TEXT EXCERPT →
★ ★ ★ ★

June 9, 2025

Monday Musings #23: Mayor-elect Gina Ortiz Jones

Congratulations, Mayor-elect Gina Ortiz Jones. This week’s newsletter begins with those welcoming words, and the wry acknowledgement that I stand 0-2 in the endorsement category.

I focused my first-round support on tech company founder Beto Altamirano, and then in the runoff, on San Antonio attorney Rolando Pablos, believing they represented the city’s best chance to grow the economy and jobs base along with the fast-growing population. Shared prosperity comes, I believe, not by how elected officials apportion existing resources, although that’s important, but how they grow those resources.

Voters disagreed with my choices, which I respect.

While Ortiz Jones was not my choice to lead the city of San Antonio for the next four years, now that she is days away from taking the oath of office, it’s only fair to root for her success and hope she can govern on behalf of the entire city, and not only those who voted for her.

“We’re going to move forward with everyone in mind, and now the hard work begins,” Jones said Saturday night after her victory became official. She defeated Pablos with 54.3% of the vote to his 45.7%—a decisive margin, despite the low turnout: just 142,686 of the city’s 841,653 registered voters (17%).

★ ★ ★ ★

SUPPLIED ENTRIES →
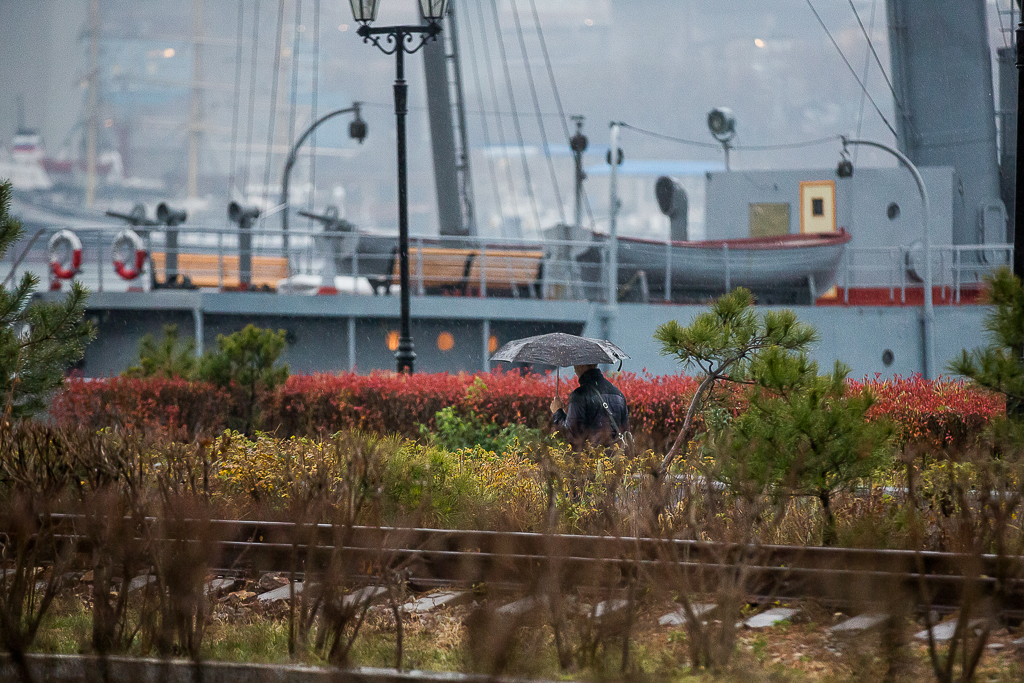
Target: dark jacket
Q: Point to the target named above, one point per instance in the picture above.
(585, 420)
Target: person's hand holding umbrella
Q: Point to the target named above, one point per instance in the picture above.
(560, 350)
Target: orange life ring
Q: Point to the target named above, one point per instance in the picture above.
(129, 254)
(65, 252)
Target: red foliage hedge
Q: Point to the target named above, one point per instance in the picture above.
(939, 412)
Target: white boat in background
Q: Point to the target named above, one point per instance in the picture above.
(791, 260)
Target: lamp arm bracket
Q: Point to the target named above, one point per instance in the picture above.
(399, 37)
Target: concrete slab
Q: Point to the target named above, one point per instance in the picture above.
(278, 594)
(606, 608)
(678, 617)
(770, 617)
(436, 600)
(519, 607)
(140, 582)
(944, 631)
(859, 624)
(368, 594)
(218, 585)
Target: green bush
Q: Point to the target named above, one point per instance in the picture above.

★ ★ ★ ★

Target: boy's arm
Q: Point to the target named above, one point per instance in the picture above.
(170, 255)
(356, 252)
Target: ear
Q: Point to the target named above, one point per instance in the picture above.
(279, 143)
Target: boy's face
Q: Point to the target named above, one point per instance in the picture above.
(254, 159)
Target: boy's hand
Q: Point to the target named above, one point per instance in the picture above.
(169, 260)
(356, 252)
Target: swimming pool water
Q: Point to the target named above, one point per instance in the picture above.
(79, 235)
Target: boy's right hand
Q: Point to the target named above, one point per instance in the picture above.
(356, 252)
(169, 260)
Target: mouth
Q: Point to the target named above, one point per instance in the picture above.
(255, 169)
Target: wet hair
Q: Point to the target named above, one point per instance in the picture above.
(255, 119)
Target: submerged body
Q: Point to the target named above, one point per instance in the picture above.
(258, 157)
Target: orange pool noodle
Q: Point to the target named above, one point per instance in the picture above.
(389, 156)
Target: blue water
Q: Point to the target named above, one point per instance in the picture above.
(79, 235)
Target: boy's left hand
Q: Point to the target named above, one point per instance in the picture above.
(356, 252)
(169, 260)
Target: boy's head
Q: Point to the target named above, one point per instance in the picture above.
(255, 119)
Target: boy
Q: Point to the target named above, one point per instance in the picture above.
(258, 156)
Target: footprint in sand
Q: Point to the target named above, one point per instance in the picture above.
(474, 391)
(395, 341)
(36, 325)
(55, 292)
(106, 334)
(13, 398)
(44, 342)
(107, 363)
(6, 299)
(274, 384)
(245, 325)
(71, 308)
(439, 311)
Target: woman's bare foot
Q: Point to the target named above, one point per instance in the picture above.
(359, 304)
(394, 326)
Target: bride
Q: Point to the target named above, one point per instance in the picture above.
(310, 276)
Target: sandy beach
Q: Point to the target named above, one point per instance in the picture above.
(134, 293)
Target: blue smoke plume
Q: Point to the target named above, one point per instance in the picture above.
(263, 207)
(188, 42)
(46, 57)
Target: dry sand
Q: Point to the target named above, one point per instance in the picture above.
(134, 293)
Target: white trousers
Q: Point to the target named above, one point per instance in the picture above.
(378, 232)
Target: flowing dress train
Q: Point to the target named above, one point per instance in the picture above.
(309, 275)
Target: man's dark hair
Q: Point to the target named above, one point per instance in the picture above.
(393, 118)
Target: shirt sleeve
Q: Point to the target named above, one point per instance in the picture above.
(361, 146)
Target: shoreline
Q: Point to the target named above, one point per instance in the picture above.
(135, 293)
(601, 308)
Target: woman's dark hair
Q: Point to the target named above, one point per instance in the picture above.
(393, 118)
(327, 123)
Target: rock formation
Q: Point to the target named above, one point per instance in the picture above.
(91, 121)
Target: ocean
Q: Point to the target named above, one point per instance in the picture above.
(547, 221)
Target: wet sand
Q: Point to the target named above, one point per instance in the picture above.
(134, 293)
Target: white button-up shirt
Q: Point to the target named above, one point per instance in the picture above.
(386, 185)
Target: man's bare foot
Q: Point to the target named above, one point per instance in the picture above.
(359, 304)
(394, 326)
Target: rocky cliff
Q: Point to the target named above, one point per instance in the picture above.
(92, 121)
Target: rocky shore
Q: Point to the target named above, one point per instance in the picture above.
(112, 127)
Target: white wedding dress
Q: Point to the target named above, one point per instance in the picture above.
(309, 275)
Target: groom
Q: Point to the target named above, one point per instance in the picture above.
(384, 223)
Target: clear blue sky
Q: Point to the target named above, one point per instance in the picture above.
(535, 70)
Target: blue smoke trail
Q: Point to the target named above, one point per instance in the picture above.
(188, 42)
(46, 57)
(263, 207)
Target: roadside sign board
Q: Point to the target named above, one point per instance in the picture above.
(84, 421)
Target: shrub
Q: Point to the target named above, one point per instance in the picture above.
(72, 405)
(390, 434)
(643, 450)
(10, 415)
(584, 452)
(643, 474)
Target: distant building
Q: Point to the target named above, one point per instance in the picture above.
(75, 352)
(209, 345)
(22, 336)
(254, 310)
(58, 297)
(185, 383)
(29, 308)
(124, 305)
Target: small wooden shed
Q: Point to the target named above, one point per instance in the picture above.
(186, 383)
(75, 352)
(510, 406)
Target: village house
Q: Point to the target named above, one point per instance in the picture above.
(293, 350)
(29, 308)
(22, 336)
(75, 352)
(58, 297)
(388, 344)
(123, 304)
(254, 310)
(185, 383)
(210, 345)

★ ★ ★ ★

SET EXERCISE A →
Name every person the newsletter mentions by name.
SET EXERCISE B →
Please reproduce everything in the newsletter from "June 9, 2025" down to "which I respect.".
The records come from a different source than the newsletter.

PROBLEM SOLUTION A →
Gina Ortiz Jones, Beto Altamirano, Rolando Pablos

PROBLEM SOLUTION B →
June 9, 2025

Monday Musings #23: Mayor-elect Gina Ortiz Jones

Congratulations, Mayor-elect Gina Ortiz Jones. This week’s newsletter begins with those welcoming words, and the wry acknowledgement that I stand 0-2 in the endorsement category.

I focused my first-round support on tech company founder Beto Altamirano, and then in the runoff, on San Antonio attorney Rolando Pablos, believing they represented the city’s best chance to grow the economy and jobs base along with the fast-growing population. Shared prosperity comes, I believe, not by how elected officials apportion existing resources, although that’s important, but how they grow those resources.

Voters disagreed with my choices, which I respect.